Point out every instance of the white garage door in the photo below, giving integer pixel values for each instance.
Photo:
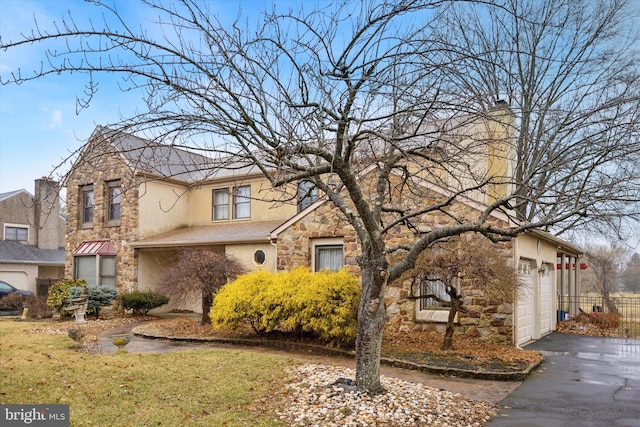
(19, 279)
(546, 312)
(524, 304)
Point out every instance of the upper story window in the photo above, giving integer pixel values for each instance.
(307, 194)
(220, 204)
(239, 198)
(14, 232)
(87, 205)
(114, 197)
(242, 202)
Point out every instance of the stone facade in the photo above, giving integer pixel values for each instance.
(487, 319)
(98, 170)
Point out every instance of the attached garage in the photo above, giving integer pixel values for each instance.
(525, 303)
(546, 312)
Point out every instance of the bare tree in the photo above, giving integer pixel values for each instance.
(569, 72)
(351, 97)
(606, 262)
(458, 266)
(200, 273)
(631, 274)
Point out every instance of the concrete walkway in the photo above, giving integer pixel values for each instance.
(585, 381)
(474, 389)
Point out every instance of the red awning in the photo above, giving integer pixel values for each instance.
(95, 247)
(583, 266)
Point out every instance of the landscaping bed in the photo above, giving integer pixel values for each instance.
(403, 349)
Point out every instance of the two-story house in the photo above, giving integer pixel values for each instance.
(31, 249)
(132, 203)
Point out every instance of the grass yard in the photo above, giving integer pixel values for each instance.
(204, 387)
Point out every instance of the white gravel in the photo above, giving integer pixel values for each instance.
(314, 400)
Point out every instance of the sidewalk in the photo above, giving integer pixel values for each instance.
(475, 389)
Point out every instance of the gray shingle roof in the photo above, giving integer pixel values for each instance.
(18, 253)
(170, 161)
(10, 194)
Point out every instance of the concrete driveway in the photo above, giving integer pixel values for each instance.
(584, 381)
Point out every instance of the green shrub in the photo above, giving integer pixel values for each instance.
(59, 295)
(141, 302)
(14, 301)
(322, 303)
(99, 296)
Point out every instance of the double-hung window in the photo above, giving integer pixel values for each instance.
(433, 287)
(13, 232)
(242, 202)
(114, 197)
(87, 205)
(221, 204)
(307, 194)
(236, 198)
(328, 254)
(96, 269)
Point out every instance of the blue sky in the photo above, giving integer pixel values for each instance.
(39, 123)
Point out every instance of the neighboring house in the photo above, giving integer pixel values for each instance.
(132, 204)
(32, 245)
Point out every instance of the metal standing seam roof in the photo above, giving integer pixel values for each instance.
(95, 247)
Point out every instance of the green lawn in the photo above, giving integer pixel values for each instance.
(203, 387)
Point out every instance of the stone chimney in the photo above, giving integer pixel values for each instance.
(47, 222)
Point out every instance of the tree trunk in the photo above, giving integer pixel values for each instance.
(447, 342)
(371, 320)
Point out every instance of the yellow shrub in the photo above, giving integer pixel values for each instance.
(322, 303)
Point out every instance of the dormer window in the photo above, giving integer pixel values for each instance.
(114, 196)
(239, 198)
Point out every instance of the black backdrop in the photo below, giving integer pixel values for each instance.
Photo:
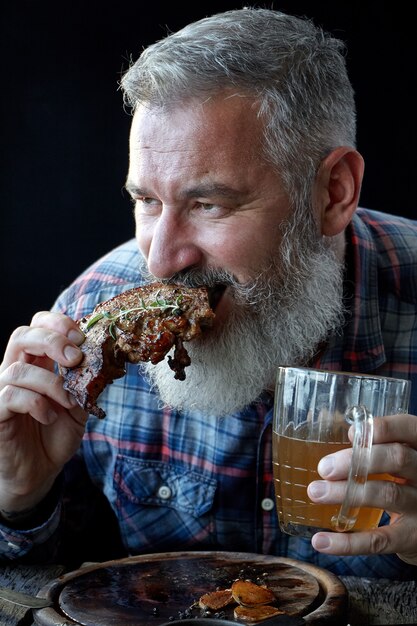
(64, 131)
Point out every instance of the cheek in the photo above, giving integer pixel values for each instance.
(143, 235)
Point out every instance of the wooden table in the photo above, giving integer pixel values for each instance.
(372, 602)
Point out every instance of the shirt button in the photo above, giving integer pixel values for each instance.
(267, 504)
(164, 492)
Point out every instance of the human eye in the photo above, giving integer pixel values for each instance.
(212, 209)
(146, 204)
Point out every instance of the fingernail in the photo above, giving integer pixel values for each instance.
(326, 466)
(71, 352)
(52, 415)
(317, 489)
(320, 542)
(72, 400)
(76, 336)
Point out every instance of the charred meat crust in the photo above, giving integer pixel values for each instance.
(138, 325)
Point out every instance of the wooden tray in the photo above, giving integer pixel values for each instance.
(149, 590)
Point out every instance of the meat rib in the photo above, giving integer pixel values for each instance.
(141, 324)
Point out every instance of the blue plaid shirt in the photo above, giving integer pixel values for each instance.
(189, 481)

• _Task directions_:
Write out again, exactly, the lines from the one holding "Point out every instance of the charred" through the end of the listing, with both ends included.

• _Full output_:
Point out every instance of the charred meat crust in the photo above, giving integer pixel values for each instance.
(138, 325)
Point out every instance of the wooden tray in the photo above, giving integer pixel values for each instance.
(149, 590)
Point out every instance of the meat rib in the photo above, giving integer pixel values for each instance.
(141, 324)
Point out every instance of the blue plaid shirt in the photo above, giving integer pixel values for each instance.
(189, 481)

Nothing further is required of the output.